→ Work order: Your response should be an exact reproduction of the data below, beginning at the line containing "reddish-brown tea inside" and ending with the final line.

### Input data

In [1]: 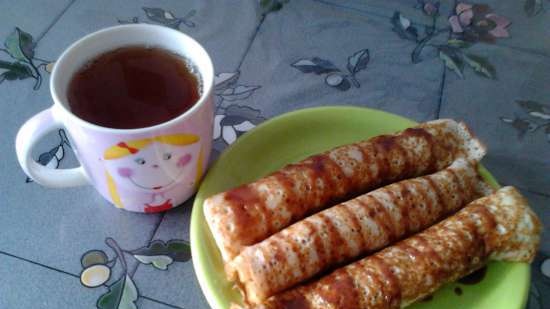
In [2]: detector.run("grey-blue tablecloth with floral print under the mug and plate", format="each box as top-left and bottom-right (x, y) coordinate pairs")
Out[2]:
(0, 0), (550, 309)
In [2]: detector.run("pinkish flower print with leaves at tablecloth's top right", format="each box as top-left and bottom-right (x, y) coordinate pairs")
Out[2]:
(391, 0), (511, 79)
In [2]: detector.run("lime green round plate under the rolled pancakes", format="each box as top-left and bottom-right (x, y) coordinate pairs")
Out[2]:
(191, 106), (530, 309)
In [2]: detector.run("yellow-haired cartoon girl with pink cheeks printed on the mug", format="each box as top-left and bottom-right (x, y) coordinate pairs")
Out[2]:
(103, 134), (202, 212)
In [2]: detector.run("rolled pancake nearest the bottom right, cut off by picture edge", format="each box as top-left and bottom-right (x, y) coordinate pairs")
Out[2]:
(246, 187), (541, 309)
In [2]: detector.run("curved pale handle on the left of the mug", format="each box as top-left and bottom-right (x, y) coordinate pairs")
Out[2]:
(15, 108), (89, 188)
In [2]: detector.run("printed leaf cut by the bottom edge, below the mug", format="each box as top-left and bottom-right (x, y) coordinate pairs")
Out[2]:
(97, 275), (138, 309)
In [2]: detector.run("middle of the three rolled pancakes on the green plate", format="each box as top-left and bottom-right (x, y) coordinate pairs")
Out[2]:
(231, 159), (493, 304)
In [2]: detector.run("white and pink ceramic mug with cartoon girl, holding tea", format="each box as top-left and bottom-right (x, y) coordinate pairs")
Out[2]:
(16, 24), (214, 213)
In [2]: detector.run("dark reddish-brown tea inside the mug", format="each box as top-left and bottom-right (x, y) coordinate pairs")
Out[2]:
(67, 46), (200, 129)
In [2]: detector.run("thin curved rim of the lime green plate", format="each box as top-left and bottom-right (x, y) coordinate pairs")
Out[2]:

######

→ Exercise solution:
In [2]: detector.run("dark reddish-brown tea inside the mug", format="each box as top-left and bottom-right (x, y) coordinate pairs")
Out[2]:
(67, 46), (200, 129)
In [2]: detector.run("thin curved rim of the lime green plate", format="each box as top-left and bottom-right (x, y) coordinate pairs")
Out[2]:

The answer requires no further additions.